- Opening Delimiter -

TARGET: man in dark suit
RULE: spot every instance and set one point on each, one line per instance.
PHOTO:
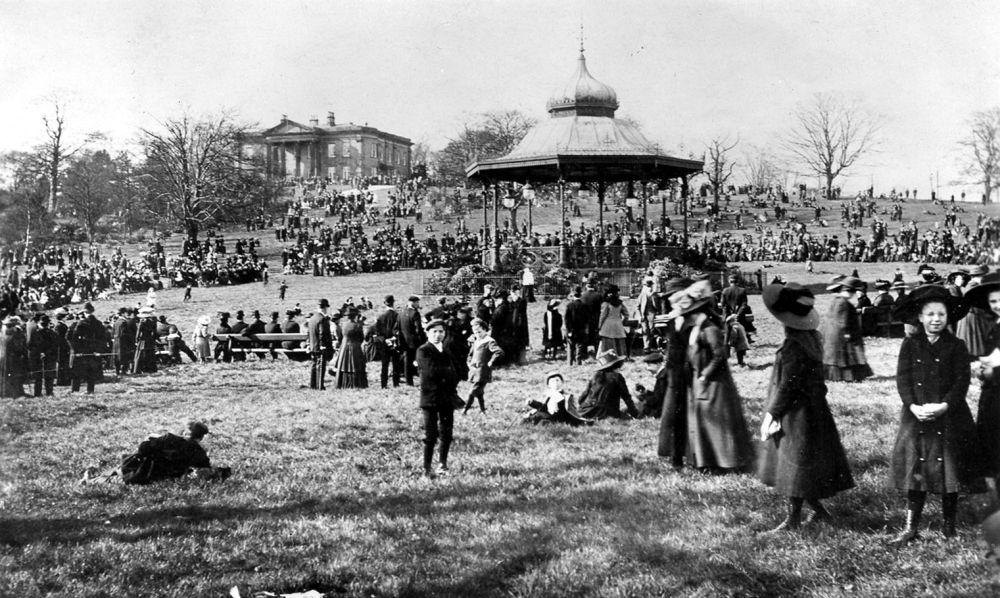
(576, 321)
(592, 300)
(320, 345)
(87, 337)
(411, 336)
(387, 329)
(438, 396)
(734, 302)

- Closing Delimiter -

## WORK TASK
For each record above, write out every line exactly and skip the pictures.

## ANSWER TO THIS EXERCISE
TARGET: man in dark suit
RULE: spot every instance and set one point on each, one line per instance.
PHOTO:
(576, 321)
(592, 300)
(320, 345)
(87, 337)
(411, 336)
(387, 329)
(438, 396)
(734, 302)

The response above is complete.